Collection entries
· · · · · · ·

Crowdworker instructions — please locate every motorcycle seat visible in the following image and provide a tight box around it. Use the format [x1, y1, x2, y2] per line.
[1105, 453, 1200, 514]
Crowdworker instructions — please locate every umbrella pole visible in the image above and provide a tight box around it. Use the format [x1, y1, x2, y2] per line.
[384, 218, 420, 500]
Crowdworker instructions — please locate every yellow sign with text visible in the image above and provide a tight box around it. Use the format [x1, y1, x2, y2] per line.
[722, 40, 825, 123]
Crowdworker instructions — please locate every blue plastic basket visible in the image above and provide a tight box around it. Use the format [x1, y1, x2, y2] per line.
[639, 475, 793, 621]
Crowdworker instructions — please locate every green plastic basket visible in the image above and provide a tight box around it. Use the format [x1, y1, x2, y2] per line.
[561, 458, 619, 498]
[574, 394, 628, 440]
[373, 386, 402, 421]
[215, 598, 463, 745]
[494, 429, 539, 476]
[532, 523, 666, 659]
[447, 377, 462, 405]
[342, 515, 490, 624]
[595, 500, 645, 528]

· · · · · · ·

#### Task to carry out
Write out the line containing "Crowdworker instructions — please locate every yellow" and every line after it through the end of the entries. Keep each one exactly as it is, and add nothing.

#### Task output
Crowdworker instructions — please locate every yellow sign with text visible in the image above and provide a tight box around it. Use the format [x1, y1, x2, y2] per line.
[722, 40, 825, 123]
Crowdworker instructions — please locate every blue plastic basket visible in the image above and provide a tight box around it. Use the format [x1, y1, x2, y2] per line.
[639, 475, 793, 621]
Crowdworker instructions — please locate every green plastic basket visible in the image above and provide a tight box around it. Use the format [x1, y1, x2, y2] per line.
[561, 458, 619, 498]
[574, 394, 628, 440]
[373, 386, 402, 421]
[215, 598, 463, 745]
[494, 429, 539, 476]
[532, 523, 666, 659]
[447, 377, 462, 405]
[342, 515, 490, 624]
[595, 500, 645, 528]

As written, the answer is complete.